• **所给文本**
..............................
Jump game - CoolMind

简介
爬楼梯
Jump game I
Jump game II

简介

本文主要介绍几个类似爬楼梯的问题，即用户可以跳跃，然后问能否到达终点或者到达终点有多少种方法。

爬楼梯

楼梯总共有 n 步台阶，每次可以爬 1 步或者 2 步。问爬到 n 步台阶这里有多少种方法？熟悉的人一看就是动态规划问题：

F(n) = F(n-1) + F(n-2)

这个序列实际就是斐波那契数列。也有公式可以直接计算最终的结果。

Jump Game I

Given an array of non-negative integers, you are initially positioned at the first index of the array.

Each element in the array represents your maximum jump length at that position.

Determine if you are able to reach the last index.

class Solution {
public:
    bool canJump(vector<int>& nums) {
        int max_end = 0;
        int length = nums.size();
        for (int i = 0; i < length; ++i) {
            // cout << "max_end: " << max_end << endl;

            // if (i < max_end && nums[i] == 0) continue;

            if(i > max_end) return false;
            max_end = max(max_end, i + nums[i]);

            if (max_end >= length - 1) return true;
        }
        return false;
    }
};

Jump Game II

Given an array of non-negative integers, you are initially positioned at the first index of the array.

Each element in the array represents your maximum jump length at that position.

Your goal is to reach the last index in the minimum number of jumps.

Example:

Input: [2,3,1,1,4]

Output: 2

Explanation: The minimum number of jumps to reach the last index is 2. Jump 1 step from index 0 to 1, then 3 steps to the last index.

Note:

You can assume that you can always reach the last index.

主要注意点是最小次数，在某一次 max_end 内部发生的跳跃不会增加要跳跃的次数，因为这都在当前能到达的 max_end 范围之内。
..............................
• **所给材料**
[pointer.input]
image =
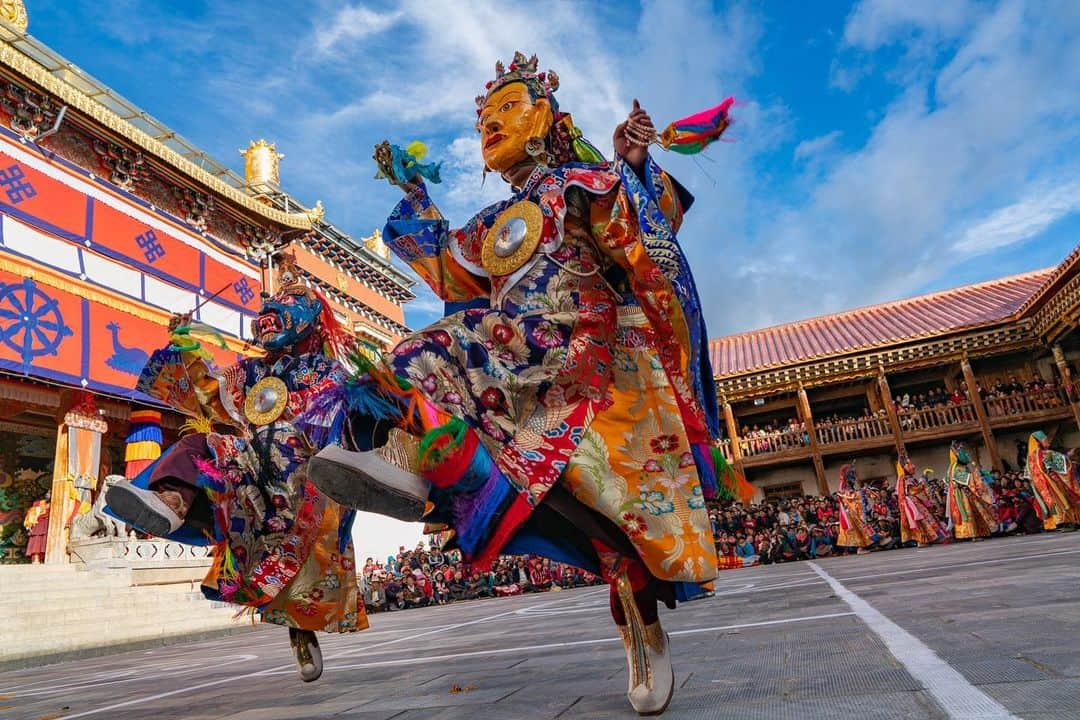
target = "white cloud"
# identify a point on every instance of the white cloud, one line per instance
..............................
• **你的任务**
A – 请把所给文本中从“Your goal is”到“always reach the last index.”的部分一字不差地抄写下来。
B – 根据所给文本，爬楼梯问题中方法数构成的序列实际上是哪种数列？
上面这些行在这里不起任何作用。

• **逐题解答**
A –
Your goal is to reach the last index in the minimum number of jumps.

Example:

Input: [2,3,1,1,4]

Output: 2

Explanation: The minimum number of jumps to reach the last index is 2. Jump 1 step from index 0 to 1, then 3 steps to the last index.

Note:

You can assume that you can always reach the last index.

B – 斐波那契数列。